• _Work instructions_
Copy out all of the material below, switching "evenodd" to "nonzero" and leaving everything else unchanged. Omit the pictures.

===== Dataset excerpts

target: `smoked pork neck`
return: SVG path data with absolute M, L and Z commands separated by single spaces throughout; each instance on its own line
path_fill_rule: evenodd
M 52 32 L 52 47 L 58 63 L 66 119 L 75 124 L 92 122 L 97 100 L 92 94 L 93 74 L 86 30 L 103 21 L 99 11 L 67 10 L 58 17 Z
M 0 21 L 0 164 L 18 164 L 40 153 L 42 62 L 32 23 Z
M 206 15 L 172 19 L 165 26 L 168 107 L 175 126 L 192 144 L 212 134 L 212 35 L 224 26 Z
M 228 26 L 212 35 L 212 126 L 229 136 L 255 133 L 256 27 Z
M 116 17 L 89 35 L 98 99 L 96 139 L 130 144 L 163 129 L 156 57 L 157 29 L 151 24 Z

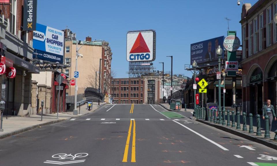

==========

• _Completed exercise_
target: `smoked pork neck`
return: SVG path data with absolute M, L and Z commands separated by single spaces throughout; each instance on its own line
path_fill_rule: nonzero
M 52 32 L 52 47 L 58 63 L 66 119 L 75 124 L 92 122 L 97 100 L 92 94 L 93 74 L 86 30 L 103 21 L 99 11 L 67 10 L 58 17 Z
M 0 21 L 0 164 L 18 164 L 40 153 L 42 62 L 32 23 Z
M 206 15 L 172 19 L 165 26 L 168 107 L 175 126 L 192 144 L 212 134 L 212 35 L 224 26 Z
M 228 26 L 212 35 L 212 126 L 229 136 L 255 133 L 256 27 Z
M 116 17 L 89 35 L 98 99 L 96 139 L 130 144 L 163 129 L 156 57 L 157 29 L 151 24 Z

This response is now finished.